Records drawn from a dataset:
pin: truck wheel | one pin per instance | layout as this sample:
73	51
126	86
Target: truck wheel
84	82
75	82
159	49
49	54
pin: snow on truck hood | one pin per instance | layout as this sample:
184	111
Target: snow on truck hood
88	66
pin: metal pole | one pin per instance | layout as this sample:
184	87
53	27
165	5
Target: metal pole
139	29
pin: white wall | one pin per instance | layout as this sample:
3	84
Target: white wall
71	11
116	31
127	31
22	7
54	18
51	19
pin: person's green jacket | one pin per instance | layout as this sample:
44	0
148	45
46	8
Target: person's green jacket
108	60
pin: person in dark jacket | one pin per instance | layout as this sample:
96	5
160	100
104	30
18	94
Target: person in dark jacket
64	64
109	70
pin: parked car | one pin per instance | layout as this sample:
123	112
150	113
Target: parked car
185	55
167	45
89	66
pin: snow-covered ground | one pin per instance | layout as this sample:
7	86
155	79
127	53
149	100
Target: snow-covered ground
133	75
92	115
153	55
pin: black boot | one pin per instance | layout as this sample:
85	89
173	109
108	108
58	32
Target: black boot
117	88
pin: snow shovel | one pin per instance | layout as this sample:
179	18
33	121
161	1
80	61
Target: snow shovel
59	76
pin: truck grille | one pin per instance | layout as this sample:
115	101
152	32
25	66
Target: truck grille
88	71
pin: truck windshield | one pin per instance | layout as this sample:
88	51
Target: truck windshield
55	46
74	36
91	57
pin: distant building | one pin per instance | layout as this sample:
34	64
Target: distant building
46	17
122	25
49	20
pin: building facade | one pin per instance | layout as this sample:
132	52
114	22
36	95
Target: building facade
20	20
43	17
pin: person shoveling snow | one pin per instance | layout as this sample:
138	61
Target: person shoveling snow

The task: Reproduce all records exactly, without omissions.

Answer to this task:
pin: truck wheel | one pin per instance | layout as this sample:
73	51
126	86
Target: truck wheel
84	82
75	82
159	49
49	54
pin: snow on truck hood | one pin per instance | layout as this sample:
184	111
Target: snow on truck hood
88	66
pin: metal pole | one pin per instance | layout as this sample:
184	87
53	27
165	5
Target: metal pole
139	29
pin: white wall | one pin per instance | layout as this sample:
3	84
Target: white wall
71	11
116	31
127	31
22	7
54	18
51	19
pin: person's green jacket | one pin per instance | layout as this sample:
44	0
148	45
46	8
Target: person's green jacket
108	60
pin: person in dark jacket | one pin per instance | layout as this sample:
96	5
160	100
104	30
18	94
Target: person in dark jacket
64	64
109	70
pin: parked car | one pin per instance | layout as this sample:
123	112
150	113
Target: parked car
185	55
167	45
89	66
pin: snow-covered ground | one pin per instance | layout as this sample:
7	86
155	79
127	53
149	100
Target: snow-covered ground
133	75
92	115
153	55
pin: black boot | one pin per instance | layout as this sample:
85	89
173	109
108	108
58	32
Target: black boot
117	88
pin: snow shovel | one pin per instance | layout as this sample:
179	18
33	121
161	1
80	61
Target: snow shovel
59	76
pin: truck grille | one pin per instance | layout as this sample:
115	101
152	32
25	66
Target: truck grille
88	71
pin: truck windshield | one pin per instance | layout as this sample:
88	51
Target: truck windshield
55	46
74	36
91	57
pin: distant building | one pin per instance | layout as this sample:
34	64
Target: distant building
46	17
122	25
49	20
pin: building facade | one pin per instance | layout as this sample:
132	52
114	22
36	95
Target: building facade
20	20
43	17
pin: person shoveling snow | one pin per instance | layout as this sample:
138	61
Target: person shoveling snow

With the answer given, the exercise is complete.